» EXCERPT:
[Begin]
It was raining hard when I got to the white cliffs leading up to Eagle Creek. The raindrops were bouncing off the water, and the air was suddenly filled with a very strong, but pleasant herbal smell. I remembered it faintly, but could not quite place it. So I closed my eyes, took a big whiff, and there it was: Nancy’s sage pot roast.

I loved that warm thought, while breathing in that wet sage aroma through my nose - a real olfactory treat. I snapped a few wet pictures, but the rumble of thunder made me hasten to my take-out at Eagle Creek. I found a great place under a huge cottonwood tree, got my tent up and gear in before the real downpour started. What a sight, as the rain came around the bend of the river towards me.

Eagle Creek
Spectacular Eagle Creek

As I knew from my reading, Eagle Creek was a must-stop. And when the sun came out again, I realized this was the most impressive, spectacular campsite of the trip so far, no, ever. In retrospect, this spot was the essence of my trip - it had everything. It had history, scenery, geological splendor and riddles. No wonder L&C camped here May 31, 1805, as did the German scientist and explorer Alexander Philip Maximilian, Prince of Wied-Neuwied, with his young renowned Swiss painter Karl Bodmer in 1833 on their way to Fort McKenzie as guests of the American Fur Company.

Theirs was the first pure research trip up this fabled river, even before John James Audubon (1842). It was their account and countless sketches and watercolors of the people and the scenery “which gave the outside world its first glance” of this area, the guidebooks point out (Glenn Monahan, p. 55).

I loved looking at Bodmer’s famous picture “White Cliffs” and comparing it with the real picture out my tent door. It had not changed much; only the bighorn sheep were gone, at least in this area. But there were the same steep white cliffs interjected with a black igneous intrusion, LaBarge Rock, and the castle-like white chunks with towers and turrets capped with larger wheel-like darker/harder rock.
[End]
» DATA:
[Begin]
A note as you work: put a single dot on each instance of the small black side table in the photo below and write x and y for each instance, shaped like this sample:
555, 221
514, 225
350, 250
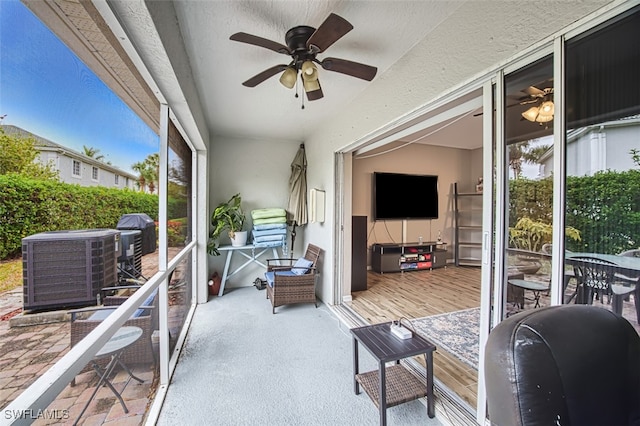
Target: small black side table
395, 385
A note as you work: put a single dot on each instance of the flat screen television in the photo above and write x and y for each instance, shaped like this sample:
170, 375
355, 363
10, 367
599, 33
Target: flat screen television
398, 196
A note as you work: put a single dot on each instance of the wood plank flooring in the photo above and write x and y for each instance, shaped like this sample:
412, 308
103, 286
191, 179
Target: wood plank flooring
418, 294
[End]
» WHAT THIS EXERCISE ASKS:
• a. Answer these questions about the Eagle Creek excerpt:
(i) What dish did the smell in the rain bring to mind?
(ii) On what date did L&C camp at Eagle Creek?
(iii) What is the black igneous intrusion in the white cliffs called?
• b. Write the next few paragraphs of the Eagle Creek camping account, picking up after its final sentence.

» IN RESPONSE:
• a.
(i) Nancy's sage pot roast.
(ii) May 31, 1805.
(iii) LaBarge Rock.

• b.
Bodmer’s other well-known picture is entitled “Gros Ventre Indian Camp” and depicts 260 leather Atsina Indian tents on the banks near Arrow Creek at about mile 78.6. When I planned the trip I realized that my 25-mile a day pace would put me real close to this spot. So why not camp there also, put myself into the picture, so to speak, and make myself inconspicuous among the large sage brush and imaginary tall wigwams, and enjoy a traditional, historical and picturesque night on a former Indian site, rather than staying at the official, fenced in, very artificial looking designated camp site at Slaughter River. I knew I would also meet most of the four boating groups from Eagle Creek there, and the name Slaughter River did not appeal to me at all.

Bodmer's Picture
"In Bodmer's Picture"

A brilliant move, if I dare say so. It turned into my wildest and wooliest, most authentic and lonely campsite ever. My granite gray tent was exactly the color, size and shape of the larger sage bushes; I had visually dissolved myself into the landscape, and my green canoe disappeared in the tall grasses along the river’s edge. I had flowering cactus at my doorstep and the “Divide”, a mountainous range, filling my tent door. I had carefully checked for rattlesnakes - I knew this was rattlesnake country - but this was too early in the season and too cold for them, I figured bravely. But I walked carefully through the sage of this traditional Indian camp and enjoyed myself immensely. That night, squatting in my tent, I loved telling Nancy in Maine of my whereabouts, during our prearranged brief phone call via satellite phone.

The nights were still cold and the days windy and often accented with rain. But the next day I covered the 25 miles in less than four hours; what a change from last year’s eight hours on the Baltic Sea in Germany. I flew down eight named rapids, which even at this strong spring run-off were nothing but riffles. Only Birch Rapids kicked up a few whitecaps, and the legendary boat-eating Dauphin Rapids purred like a pussycat.

But I have to mention that the Corps of Engineers blasted and removed tons of rock and debris from this stretch in 1879, giving the river a minimum depth of 30 inches! When there was enough water, the paddle wheelers often had to kedge or winch their way up this stretch, after picking up some extra wood from the “Wood Hawks” along the banks, homesteaders who went into a seasonal firewood business.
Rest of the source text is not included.